───── Data for review

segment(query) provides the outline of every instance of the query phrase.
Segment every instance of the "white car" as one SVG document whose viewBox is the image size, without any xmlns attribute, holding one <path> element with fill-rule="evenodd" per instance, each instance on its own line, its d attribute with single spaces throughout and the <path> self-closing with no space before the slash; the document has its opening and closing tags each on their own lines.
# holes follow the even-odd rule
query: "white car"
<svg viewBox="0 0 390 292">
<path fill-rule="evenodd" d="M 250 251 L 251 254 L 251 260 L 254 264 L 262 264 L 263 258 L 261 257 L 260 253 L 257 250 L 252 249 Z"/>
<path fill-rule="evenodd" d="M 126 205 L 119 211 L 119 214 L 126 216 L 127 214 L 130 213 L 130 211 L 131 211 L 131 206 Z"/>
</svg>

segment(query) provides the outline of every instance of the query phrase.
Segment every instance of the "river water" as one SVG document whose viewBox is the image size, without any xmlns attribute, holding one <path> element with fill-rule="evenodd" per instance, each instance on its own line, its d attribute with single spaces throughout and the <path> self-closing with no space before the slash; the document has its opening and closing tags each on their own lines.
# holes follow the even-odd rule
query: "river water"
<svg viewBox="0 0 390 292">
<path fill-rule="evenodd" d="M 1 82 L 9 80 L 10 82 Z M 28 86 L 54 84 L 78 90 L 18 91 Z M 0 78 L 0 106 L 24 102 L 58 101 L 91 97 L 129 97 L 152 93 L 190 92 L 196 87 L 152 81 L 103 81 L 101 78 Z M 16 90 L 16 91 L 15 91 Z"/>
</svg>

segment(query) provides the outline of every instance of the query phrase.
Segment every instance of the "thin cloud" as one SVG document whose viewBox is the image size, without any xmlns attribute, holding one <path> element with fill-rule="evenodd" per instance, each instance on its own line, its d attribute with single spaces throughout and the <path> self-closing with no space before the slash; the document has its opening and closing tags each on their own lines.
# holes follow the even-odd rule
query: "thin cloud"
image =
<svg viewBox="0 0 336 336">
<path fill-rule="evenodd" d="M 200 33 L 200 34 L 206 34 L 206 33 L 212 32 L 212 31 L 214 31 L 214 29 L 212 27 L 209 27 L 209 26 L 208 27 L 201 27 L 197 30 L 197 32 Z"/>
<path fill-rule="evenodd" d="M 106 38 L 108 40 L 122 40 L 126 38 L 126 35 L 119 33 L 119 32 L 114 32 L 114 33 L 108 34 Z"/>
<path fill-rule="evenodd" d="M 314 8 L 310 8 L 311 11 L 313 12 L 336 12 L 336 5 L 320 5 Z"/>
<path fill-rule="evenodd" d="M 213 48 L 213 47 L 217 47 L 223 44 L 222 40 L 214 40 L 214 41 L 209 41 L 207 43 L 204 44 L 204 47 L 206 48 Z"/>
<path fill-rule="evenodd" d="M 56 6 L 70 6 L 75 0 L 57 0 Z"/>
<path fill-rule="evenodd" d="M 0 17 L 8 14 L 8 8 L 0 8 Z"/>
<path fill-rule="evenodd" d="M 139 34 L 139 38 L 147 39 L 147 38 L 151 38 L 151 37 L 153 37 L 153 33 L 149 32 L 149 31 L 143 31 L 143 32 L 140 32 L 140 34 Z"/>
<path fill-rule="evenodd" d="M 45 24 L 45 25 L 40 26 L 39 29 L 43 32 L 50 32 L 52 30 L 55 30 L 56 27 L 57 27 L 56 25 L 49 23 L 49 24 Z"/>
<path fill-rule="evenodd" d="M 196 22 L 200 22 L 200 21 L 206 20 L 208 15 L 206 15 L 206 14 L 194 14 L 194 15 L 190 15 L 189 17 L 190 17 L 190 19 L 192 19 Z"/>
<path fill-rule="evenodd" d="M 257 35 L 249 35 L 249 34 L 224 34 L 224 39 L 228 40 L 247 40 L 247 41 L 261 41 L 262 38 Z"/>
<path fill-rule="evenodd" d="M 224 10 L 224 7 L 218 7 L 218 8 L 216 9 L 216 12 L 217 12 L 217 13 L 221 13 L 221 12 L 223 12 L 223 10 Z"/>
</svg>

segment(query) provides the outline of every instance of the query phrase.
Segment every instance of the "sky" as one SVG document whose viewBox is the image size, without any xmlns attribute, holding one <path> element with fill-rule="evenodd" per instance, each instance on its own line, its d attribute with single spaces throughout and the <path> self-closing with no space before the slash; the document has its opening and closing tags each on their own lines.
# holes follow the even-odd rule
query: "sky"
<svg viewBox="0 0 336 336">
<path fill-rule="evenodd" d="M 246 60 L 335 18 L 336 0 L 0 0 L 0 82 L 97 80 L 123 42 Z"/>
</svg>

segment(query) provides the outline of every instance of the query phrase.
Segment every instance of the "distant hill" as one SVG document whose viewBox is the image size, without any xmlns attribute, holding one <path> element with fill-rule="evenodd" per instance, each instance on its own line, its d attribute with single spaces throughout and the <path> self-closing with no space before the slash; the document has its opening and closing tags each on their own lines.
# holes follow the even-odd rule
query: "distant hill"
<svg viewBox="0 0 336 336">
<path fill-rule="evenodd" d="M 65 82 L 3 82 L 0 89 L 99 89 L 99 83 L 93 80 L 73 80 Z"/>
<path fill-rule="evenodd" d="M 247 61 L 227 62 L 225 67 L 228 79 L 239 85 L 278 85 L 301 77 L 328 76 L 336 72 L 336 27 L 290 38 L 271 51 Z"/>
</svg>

──────────

## Your goal:
Could you copy out every record above exactly as it appears?

## Answer box:
segment(query) provides the outline of every instance of the query phrase.
Segment every instance of the "white car" as one SVG document whose viewBox is the image size, without any xmlns attribute, holding one <path> element with fill-rule="evenodd" per instance, each instance on its own line, its d attribute with single spaces throughout and the <path> self-closing with no space before the slash; the document has its opening and closing tags each on their own lines.
# holes follow the even-odd rule
query: "white car"
<svg viewBox="0 0 390 292">
<path fill-rule="evenodd" d="M 250 251 L 251 254 L 251 260 L 254 264 L 262 264 L 263 258 L 261 257 L 260 253 L 257 250 L 252 249 Z"/>
<path fill-rule="evenodd" d="M 126 205 L 119 211 L 119 214 L 126 216 L 127 214 L 130 213 L 130 211 L 131 211 L 131 206 Z"/>
</svg>

segment(query) provides the outline of every instance of the query phrase.
Segment every instance of the "river water" as one SVG document whose viewBox is the image size, without any xmlns attribute, holding one <path> element with fill-rule="evenodd" per instance, each instance on its own line, its d attribute with single spaces throughout and the <path> self-closing with no space before the slash; the document has its opening and closing tags each on their own lines.
# holes follow the even-odd rule
query: "river water"
<svg viewBox="0 0 390 292">
<path fill-rule="evenodd" d="M 1 82 L 9 80 L 10 82 Z M 28 86 L 54 84 L 78 90 L 18 91 Z M 0 78 L 0 106 L 24 102 L 58 101 L 91 97 L 129 97 L 152 93 L 190 92 L 196 87 L 152 81 L 103 81 L 101 78 Z M 16 90 L 16 91 L 15 91 Z"/>
</svg>

segment(query) provides the outline of every instance of the query phrase.
Segment every instance of the "thin cloud" as one SVG document whose viewBox is the image size, without any xmlns attribute, holding one <path> element with fill-rule="evenodd" per instance, each instance on its own line, its d attribute with single spaces throughout and the <path> self-closing with no space before the slash; the document has its opening and closing tags each on their own lines.
# holes follow the even-odd rule
query: "thin cloud"
image =
<svg viewBox="0 0 336 336">
<path fill-rule="evenodd" d="M 200 33 L 200 34 L 206 34 L 206 33 L 212 32 L 212 31 L 214 31 L 214 29 L 212 27 L 209 27 L 209 26 L 208 27 L 201 27 L 197 30 L 197 32 Z"/>
<path fill-rule="evenodd" d="M 106 38 L 108 40 L 122 40 L 126 38 L 126 35 L 119 33 L 119 32 L 114 32 L 114 33 L 108 34 Z"/>
<path fill-rule="evenodd" d="M 314 8 L 310 8 L 311 11 L 313 12 L 336 12 L 336 5 L 320 5 Z"/>
<path fill-rule="evenodd" d="M 213 48 L 213 47 L 217 47 L 223 44 L 222 40 L 214 40 L 214 41 L 209 41 L 207 43 L 204 44 L 204 47 L 206 48 Z"/>
<path fill-rule="evenodd" d="M 56 6 L 70 6 L 75 0 L 57 0 Z"/>
<path fill-rule="evenodd" d="M 0 17 L 8 14 L 8 8 L 0 8 Z"/>
<path fill-rule="evenodd" d="M 139 34 L 139 38 L 147 39 L 147 38 L 151 38 L 151 37 L 153 37 L 153 33 L 149 32 L 149 31 L 143 31 L 143 32 L 140 32 L 140 34 Z"/>
<path fill-rule="evenodd" d="M 45 24 L 45 25 L 40 26 L 39 29 L 43 32 L 50 32 L 52 30 L 55 30 L 56 27 L 57 27 L 56 25 L 49 23 L 49 24 Z"/>
<path fill-rule="evenodd" d="M 196 22 L 200 22 L 200 21 L 206 20 L 208 15 L 206 15 L 206 14 L 194 14 L 194 15 L 190 15 L 189 17 L 190 17 L 190 19 L 192 19 Z"/>
<path fill-rule="evenodd" d="M 257 35 L 249 35 L 249 34 L 224 34 L 224 39 L 228 40 L 247 40 L 247 41 L 261 41 L 262 38 Z"/>
<path fill-rule="evenodd" d="M 224 10 L 224 7 L 218 7 L 218 8 L 216 9 L 216 12 L 217 12 L 217 13 L 221 13 L 221 12 L 223 12 L 223 10 Z"/>
</svg>

segment(query) provides the outline of every instance of the query phrase.
Segment every instance of the "sky" as one SVG document whose viewBox is the image size, without any xmlns attribute, holding one <path> element with fill-rule="evenodd" per instance, each instance on its own line, its d attribute with single spaces throughout and the <path> self-closing with no space before the slash; the document has its opening and closing tags each on their own lines.
# holes follow the even-odd rule
query: "sky"
<svg viewBox="0 0 336 336">
<path fill-rule="evenodd" d="M 246 60 L 335 18 L 336 0 L 0 0 L 0 82 L 97 80 L 123 42 Z"/>
</svg>

segment(query) provides the outline of every instance of the query phrase.
Segment every instance of the "distant hill" as one SVG document whose viewBox is the image size, without any xmlns attribute, holding one <path> element with fill-rule="evenodd" per instance, each instance on its own line, its d attribute with single spaces throughout and the <path> self-closing with no space before the slash; the document has its opening and closing tags each on their own lines.
# holes follow the even-odd rule
query: "distant hill"
<svg viewBox="0 0 336 336">
<path fill-rule="evenodd" d="M 65 82 L 3 82 L 0 89 L 99 89 L 99 83 L 93 80 L 73 80 Z"/>
<path fill-rule="evenodd" d="M 247 61 L 227 62 L 225 67 L 228 79 L 239 85 L 278 85 L 301 77 L 328 76 L 336 72 L 336 27 L 290 38 L 271 51 Z"/>
</svg>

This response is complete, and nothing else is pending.